ROWS =>
□ □ □ □

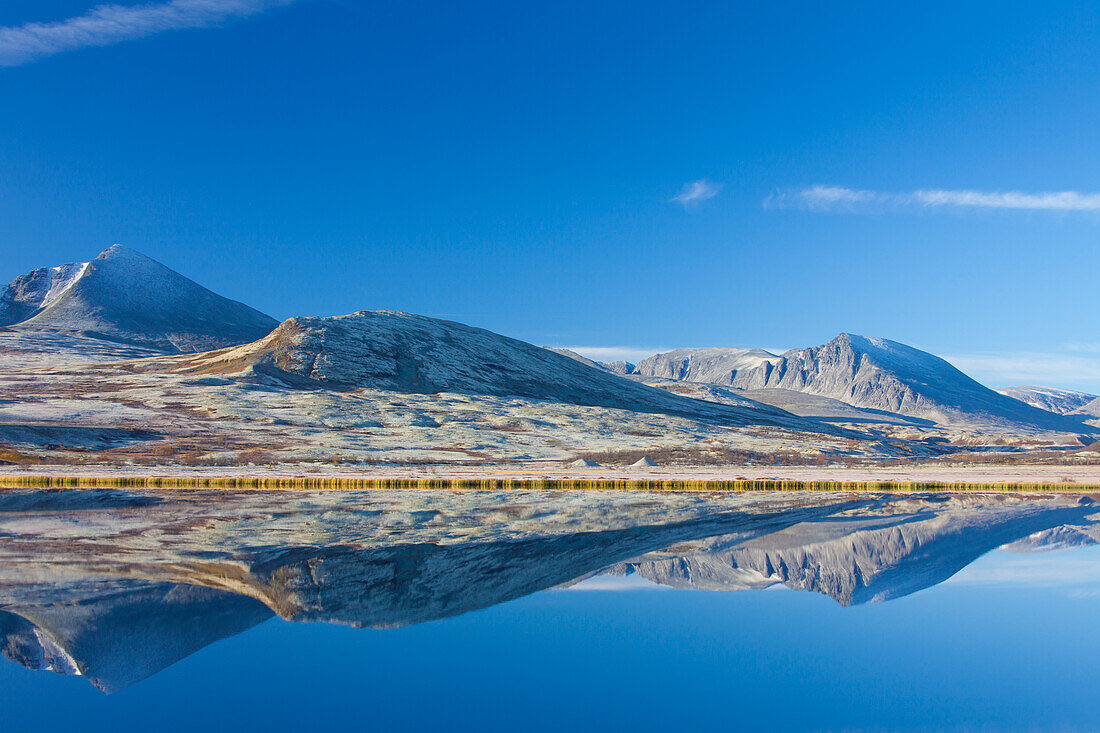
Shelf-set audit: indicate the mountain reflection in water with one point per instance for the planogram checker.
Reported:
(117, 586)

□ □ □ □

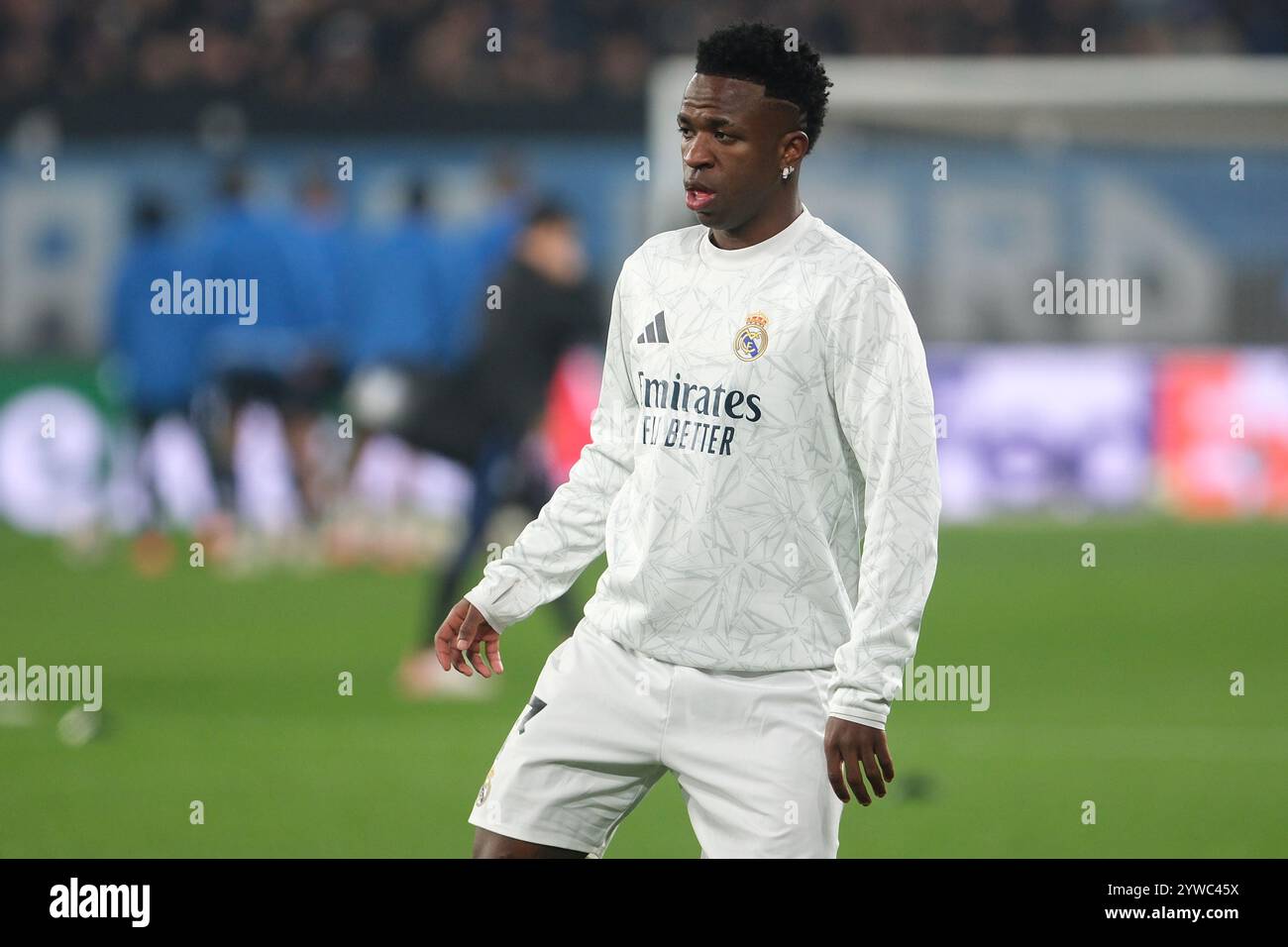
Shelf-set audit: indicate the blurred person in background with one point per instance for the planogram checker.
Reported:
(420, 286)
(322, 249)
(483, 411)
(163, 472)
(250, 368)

□ □ □ □

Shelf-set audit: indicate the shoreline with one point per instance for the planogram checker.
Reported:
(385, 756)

□ □ □ □

EXERCISE OBJECTIVE => Report how many lines in the entries above contain the string "with", counting only case-sensitive matches. Give the number alone.

PROBLEM SOLUTION => 3